- [Énoncé 1]
Dans le texte ci-dessous sur les réductions de production de pétrole, à combien s'élevait en décembre le seuil de rentabilité russe du pétrole ?

- [Texte présenté]

L’Arabie Saoudite et ses alliés producteurs de pétrole ne peuvent pas poursuivre beaucoup plus longtemps les réductions de production au rythme actuel.
Le ministre saoudien de l'Énergie, Khalid al-Falih, a déclaré lundi qu'il était prématuré de déterminer s'il existait un consensus entre une alliance mondiale des producteurs de pétrole pour étendre les baisses de production, ajoutant qu'une réunion le mois prochain serait essentielle pour décider de cela.
Manipuler l'offre n'est pas le style de la Russie
Selon des informations internes à l'alliance OPEP+, la Russie figurait en tête de la liste des membres mécontents, qui était coincée dans un pacte qui restreignait son fonctionnement habituel sur les marchés de l'énergie.
Bien que le pétrole soit important pour les coffres de la Russie, le pays n’a pas de compagnie pétrolière nationale, contrairement à l’Arabie Saoudite et au reste de l’OPEP. Alors que les oléoducs en Russie appartiennent et sont exploités par le monopole d’État Transneft, les sociétés pétrolières elles-mêmes, dont Rosneft - la plus importante - et d’autres comme Lukoil (MCX: LKOH), Surgutneftegaz (MCX: SNGS ), Gazprom Neft (MCX: SIBN) et Tatneft (MCX: TATN) sont habitués à la concurrence sur le marché libre et gagnent aux meilleurs prix et prestations de service. Ils n’ont pas besoin de manipuler la production pour créer des pénuries artificielles qui augmenteraient les prix, ce qui est plutôt une procédure opératoire standard au sein de l’OPEP.
Au cours des trois dernières années, les Russes ont signé deux fois des pactes de réduction de la production avec les Saoudiens afin de faire remonter les prix du pétrole à la suite de l'effondrement des marchés qui avaient fait descendre le brut à 24 dollars le baril à un moment donné. Dans un marché extrêmement haussier comme actuellement, ils préféreraient se mesurer à la concurrence des meilleurs. Ils peuvent se le permettre: en décembre, le seuil de rentabilité russe du pétrole était de 42 dollars le baril, soit seulement la moitié des 84 dollars nécessaires aux Saoudiens.
Jusqu'à cette semaine, les paris sur le renforcement de la production de 1,2 million de barils par jour par les 24 pays de l'OPEP+ étaient élevés pour la réunion du mois de juin.

- [Énoncé 2]
Redimensionnez la liste ci-dessous : recopiez toutes ses lignes, consignes comprises, en multipliant par 1,5 les coordonnées données dans les réponses et en arrondissant à l'entier, les demis vers le haut. Omettez les images dans votre réponse.

- [Extraits de données]
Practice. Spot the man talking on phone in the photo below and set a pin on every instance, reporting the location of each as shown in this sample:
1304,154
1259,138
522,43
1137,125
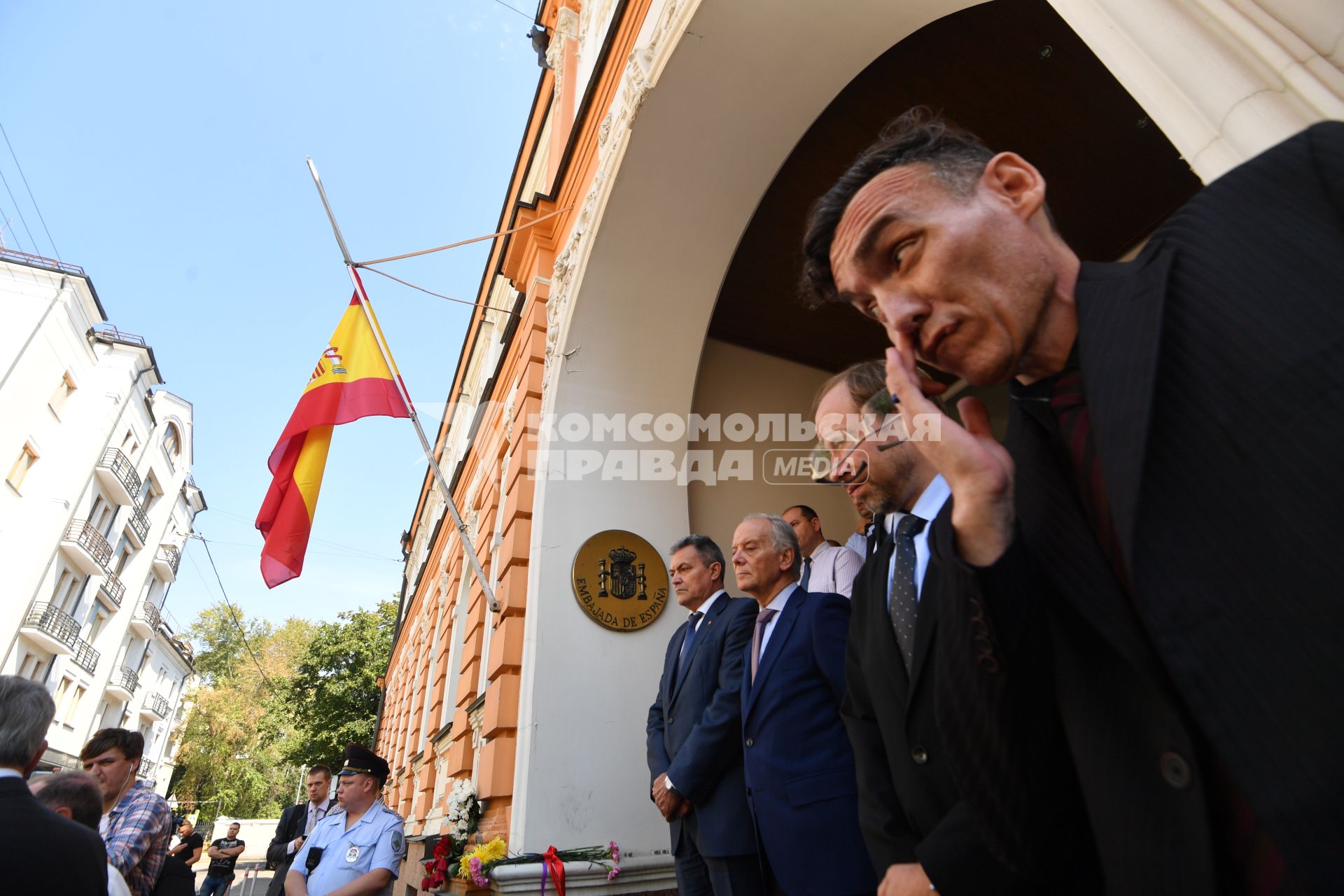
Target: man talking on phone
136,821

- [Corrigé 1]
42 dollars le baril.

- [Corrigé 2]
Practice. Spot the man talking on phone in the photo below and set a pin on every instance, reporting the location of each as shown in this sample:
1304,154
1259,138
522,43
1137,125
Target: man talking on phone
204,1232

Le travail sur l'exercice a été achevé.